→ **Input data**:
####

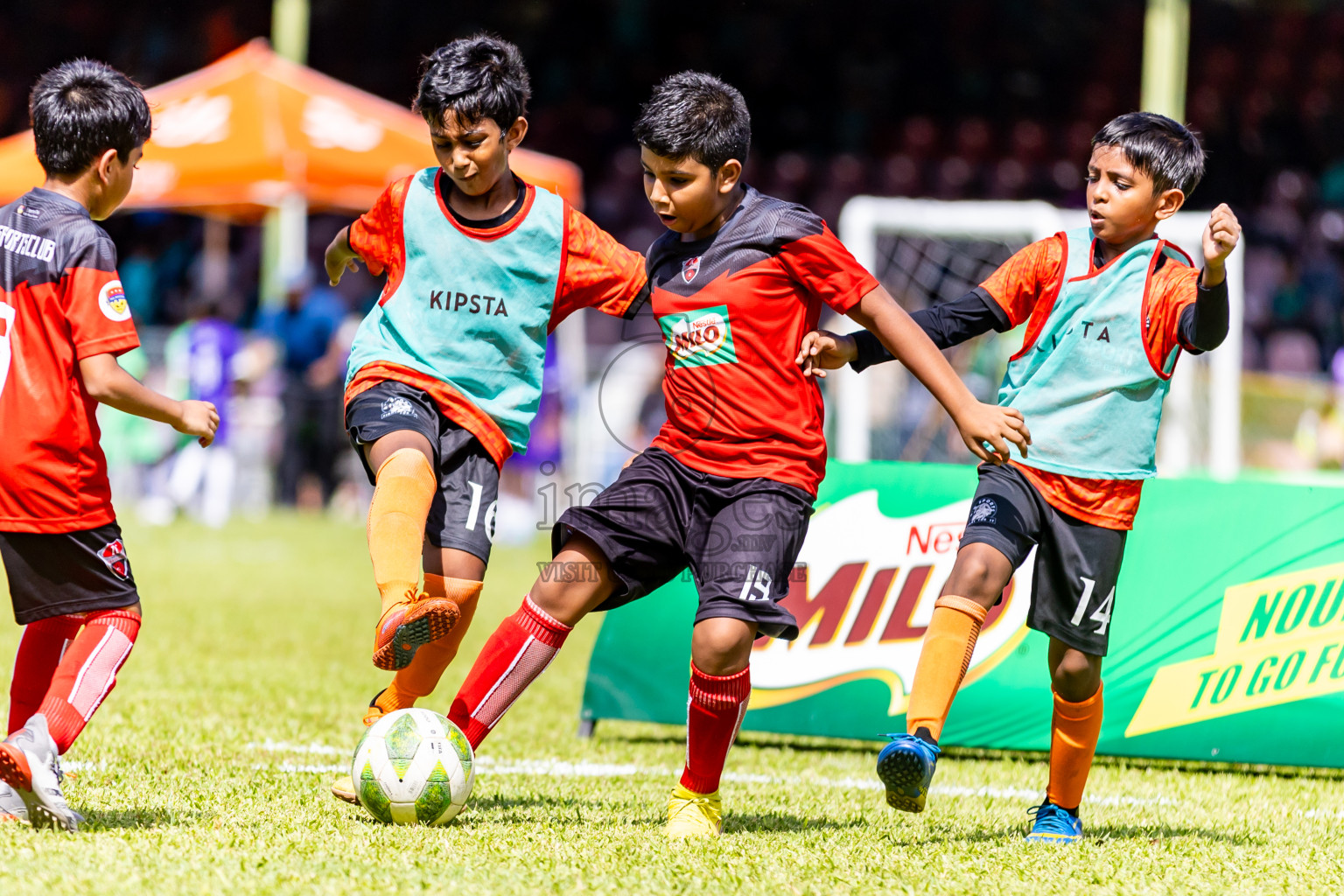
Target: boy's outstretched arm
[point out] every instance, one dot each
(340, 258)
(945, 323)
(907, 343)
(109, 384)
(1205, 324)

####

→ **To do**: Copy the data above line for line, skipping every picture.

→ **Answer to this task**:
Target: boy's outstretched arm
[point out] every instance, one dot each
(340, 258)
(945, 323)
(907, 343)
(109, 384)
(1205, 324)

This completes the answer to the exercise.